ЗАДАНИЯ:
- A) Перескажите короче или в виде списка абзац отрывка, который начинается словами «Старшій братъ поземельнаго кредита», сохранив его главные факты.
- B) Согласуются ли с отрывком следующие утверждения? Для каждого ответьте «да» или «нет» и точно приведите решающие слова отрывка.
(i) Пассив общества движимого кредита составляет 500 миллионов франков.
(ii) Акционеры получат 10 франков за каждые 100.
(iii) Граф Жермини советовал акционерам тщательно изучить актив.
- C) Воспроизведите без изменений часть отрывка, которая начинается словами, содержащими "Пренія по гаусмановскому дѣлу, какъ", и заканчивается словами "узнаютъ это и убѣдятся….".

━━━━━ ПОКАЗАННЫЙ ОТРЫВОК ━━━━━

Пренія по гаусмановскому дѣлу, какъ мы сказали, выяснили ту истину, что во Франціи не всѣ французы равны передъ закономъ. Для высокихъ и могущественныхъ сеньоровъ здѣсь законъ не писанъ: они неотвѣтственны. Отвѣчаетъ одинъ императоръ за всю имперію въ совокупности. Если Руэ сотворилъ какую нибудь пакость, за нее отвѣчаетъ Наполеонъ. Если обвиняютъ въ злоупотребленіяхъ Гаусмана, Фреми, подпрефекта, прокурора, секретаря, столоначальника, канцелярскаго, r-за все и про все отвѣчаетъ Наполеонъ III, а они остаются въ сторонѣ.

Почти никто во Франціи до сихъ поръ не зналъ этого, но теперь, благодаря Руэ и Гаусману, начинаютъ догадываться. Когда же всѣ узнаютъ это и убѣдятся….


Старшій братъ поземельнаго кредита, — знаменитѣйшее финансовое учрежденіе второй имперіи, общество движимаго кредита въ настоящее время ликвидируетъ свои дѣла. Графъ Жермини, которому поручено это дѣло, представилъ акціонерамъ подробный отчетъ о положеніи дѣлъ въ обществѣ. Пассивъ этого общества, соединившагося съ компаніей недвижимаго кредита (въ теченіе 10 лѣтъ покупавшей дома; продававшей, разрушавшей и строившей Парижъ подъ покровительствомъ Гаусмана), — составляетъ пустячный итогъ: только 500 милліоновъ франковъ. Что касается актива, то изъ отчета трудно вывести заключеніе, какъ велика его сумма; счеты такъ запутаны, что графъ Жермини совѣтовалъ акціонерамъ оставить въ покоѣ этотъ несчастный активъ и не заниматься имъ болѣе. Итакъ ухлопано 500 милліоновъ акціонерныхъ денегъ! Десять землетрясеній въ Лиссабонѣ не причинили столькихъ потерь пострадавшимъ отъ нихъ. Въ свое утѣшеніе, акціонеры узнали, что администраторы обществъ богаты и очень богаты. Они страшно разбогатѣли, раззоривъ акціонеровъ, и за то, какъ же благосклонно они смотрятъ на своихъ овечекъ, которыхъ остригли и даже выбрили; они великодушно отдаютъ имъ изъ своихъ кармановъ 36 милліоновъ на поправку, съ условіемъ, чтобы болѣе не было произнесено ни одного слова объ управляемыхъ и раззоренныхъ ими обществахъ.

Вотъ какимъ образомъ оканчиваютъ компаніи, которымъ вторая имперія дала жизнь, которыя надѣлали столько шума своимъ возникновеніемъ и своими финансовыми операціями, и на которыя въ лѣтописяхъ оффиціальной исторіи указывается, какъ на самыя блистательныя проявленія экономическаго генія имперіи Наполеона III!? Дѣйствительно блистательное проявленіе геніальности: за 500 милліоновъ акціонеры получатъ 36, т. е. 7 за 100! А было время когда 500-франковыя акціи этого общества покупались за 2000 франковъ, и въ числѣ раззоренныхъ акціонеровъ, вѣроятно, есть многіе, которые заплатили эту сумму, они получатъ 7 уже не за сто, а за 400, или 1¾ за 100. Какое пораженіе! Какое паденіе! Какъ быстро состарилась вторая имперія! Она пережила себя!

━━━━━ СПИСОК МАТЕРИАЛОВ ━━━━━

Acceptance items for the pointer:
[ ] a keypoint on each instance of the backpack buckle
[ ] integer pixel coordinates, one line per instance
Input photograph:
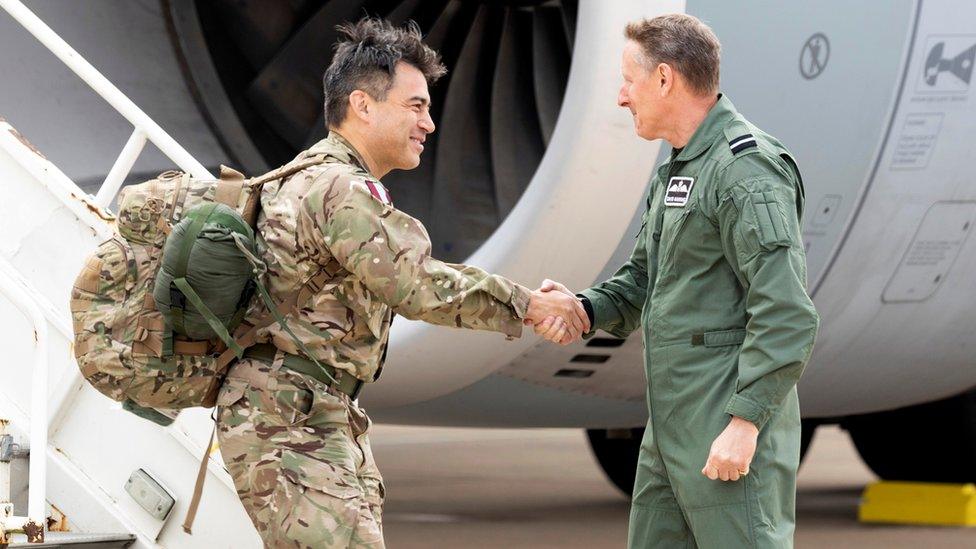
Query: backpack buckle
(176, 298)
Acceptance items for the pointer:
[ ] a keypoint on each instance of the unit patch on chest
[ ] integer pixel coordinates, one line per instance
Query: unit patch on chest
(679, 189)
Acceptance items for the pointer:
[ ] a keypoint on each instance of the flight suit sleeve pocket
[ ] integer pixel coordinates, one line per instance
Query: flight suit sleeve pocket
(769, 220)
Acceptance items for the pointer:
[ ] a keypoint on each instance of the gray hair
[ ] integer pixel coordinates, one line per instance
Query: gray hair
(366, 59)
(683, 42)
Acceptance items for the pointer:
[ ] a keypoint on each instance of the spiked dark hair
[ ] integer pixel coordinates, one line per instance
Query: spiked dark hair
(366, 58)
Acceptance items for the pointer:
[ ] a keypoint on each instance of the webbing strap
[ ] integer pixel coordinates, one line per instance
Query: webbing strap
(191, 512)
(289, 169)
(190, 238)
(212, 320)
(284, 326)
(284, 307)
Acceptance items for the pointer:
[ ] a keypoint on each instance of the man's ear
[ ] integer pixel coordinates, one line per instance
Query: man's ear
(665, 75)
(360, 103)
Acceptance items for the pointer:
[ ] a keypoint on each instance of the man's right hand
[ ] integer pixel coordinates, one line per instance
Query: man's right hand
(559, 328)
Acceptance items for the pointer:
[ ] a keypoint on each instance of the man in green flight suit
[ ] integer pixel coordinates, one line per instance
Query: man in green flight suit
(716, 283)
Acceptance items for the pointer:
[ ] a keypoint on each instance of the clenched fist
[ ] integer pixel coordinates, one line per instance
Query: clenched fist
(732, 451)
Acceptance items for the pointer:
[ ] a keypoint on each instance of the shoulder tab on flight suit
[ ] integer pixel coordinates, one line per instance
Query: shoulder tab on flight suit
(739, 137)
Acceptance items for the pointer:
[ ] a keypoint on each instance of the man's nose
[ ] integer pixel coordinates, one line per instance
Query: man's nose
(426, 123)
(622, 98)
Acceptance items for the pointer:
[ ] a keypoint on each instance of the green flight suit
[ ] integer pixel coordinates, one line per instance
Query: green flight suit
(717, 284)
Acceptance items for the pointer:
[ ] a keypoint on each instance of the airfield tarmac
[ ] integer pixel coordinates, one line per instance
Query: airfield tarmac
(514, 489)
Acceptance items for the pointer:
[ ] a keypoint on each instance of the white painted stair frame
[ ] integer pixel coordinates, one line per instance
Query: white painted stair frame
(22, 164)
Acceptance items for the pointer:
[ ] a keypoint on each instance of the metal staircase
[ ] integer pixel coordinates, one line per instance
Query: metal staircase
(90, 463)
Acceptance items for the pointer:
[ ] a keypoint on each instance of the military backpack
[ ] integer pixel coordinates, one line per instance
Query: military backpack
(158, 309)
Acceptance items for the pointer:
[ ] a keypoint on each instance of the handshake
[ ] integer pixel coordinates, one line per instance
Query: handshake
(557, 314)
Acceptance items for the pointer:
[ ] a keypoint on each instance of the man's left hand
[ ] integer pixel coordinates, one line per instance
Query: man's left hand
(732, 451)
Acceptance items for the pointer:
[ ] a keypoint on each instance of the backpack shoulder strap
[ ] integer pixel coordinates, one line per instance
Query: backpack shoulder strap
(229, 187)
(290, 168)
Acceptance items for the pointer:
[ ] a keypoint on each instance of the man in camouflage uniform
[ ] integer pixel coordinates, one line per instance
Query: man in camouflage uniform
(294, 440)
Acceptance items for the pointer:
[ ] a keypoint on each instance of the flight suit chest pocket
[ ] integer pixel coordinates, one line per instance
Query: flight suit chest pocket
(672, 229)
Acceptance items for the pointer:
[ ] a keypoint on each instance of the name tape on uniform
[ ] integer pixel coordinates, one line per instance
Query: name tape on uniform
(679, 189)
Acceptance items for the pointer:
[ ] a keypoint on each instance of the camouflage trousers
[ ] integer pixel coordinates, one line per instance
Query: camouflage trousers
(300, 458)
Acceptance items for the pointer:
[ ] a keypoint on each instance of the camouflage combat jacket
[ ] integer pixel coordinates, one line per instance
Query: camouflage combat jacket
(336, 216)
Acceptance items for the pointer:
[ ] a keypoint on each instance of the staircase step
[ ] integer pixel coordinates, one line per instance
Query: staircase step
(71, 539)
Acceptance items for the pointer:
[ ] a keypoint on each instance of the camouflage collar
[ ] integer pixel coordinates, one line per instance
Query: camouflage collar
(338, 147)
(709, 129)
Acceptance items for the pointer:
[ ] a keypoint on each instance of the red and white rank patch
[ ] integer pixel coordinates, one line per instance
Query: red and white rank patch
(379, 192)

━━━━━

ОТВЕТЫ ПО ЗАДАНИЯМ:
- A)
- Общество движимого кредита ликвидирует свои дела. Это старший брат поземельного кредита и знаменитейшее финансовое учреждение второй империи.
- Ликвидация поручена графу Жермини. Он представил акционерам подробный отчет о положении дел.
- Общество соединилось с компанией недвижимого кредита, которая 10 лет покупала, продавала, разрушала и строила Париж под покровительством Гаусмана. Пассив общества составляет 500 миллионов франков.
- Величину актива по отчету определить трудно, так как счета запутаны. Жермини советовал акционерам больше им не заниматься.
- Акционеры потеряли 500 миллионов. По словам автора, это больше потерь от десяти лиссабонских землетрясений.
- Администраторы страшно разбогатели, разорив акционеров. Из своих карманов они отдают им 36 миллионов с условием, что об этих обществах не будет больше сказано ни слова.

- B)
(i) Да: «составляетъ пустячный итогъ: только 500 милліоновъ франковъ».
(ii) Нет: «за 500 милліоновъ акціонеры получатъ 36, т. е. 7 за 100».
(iii) Нет: «графъ Жермини совѣтовалъ акціонерамъ оставить въ покоѣ этотъ несчастный активъ и не заниматься имъ болѣе».

- C)
Пренія по гаусмановскому дѣлу, какъ мы сказали, выяснили ту истину, что во Франціи не всѣ французы равны передъ закономъ. Для высокихъ и могущественныхъ сеньоровъ здѣсь законъ не писанъ: они неотвѣтственны. Отвѣчаетъ одинъ императоръ за всю имперію въ совокупности. Если Руэ сотворилъ какую нибудь пакость, за нее отвѣчаетъ Наполеонъ. Если обвиняютъ въ злоупотребленіяхъ Гаусмана, Фреми, подпрефекта, прокурора, секретаря, столоначальника, канцелярскаго, r-за все и про все отвѣчаетъ Наполеонъ III, а они остаются въ сторонѣ.

Почти никто во Франціи до сихъ поръ не зналъ этого, но теперь, благодаря Руэ и Гаусману, начинаютъ догадываться. Когда же всѣ узнаютъ это и убѣдятся….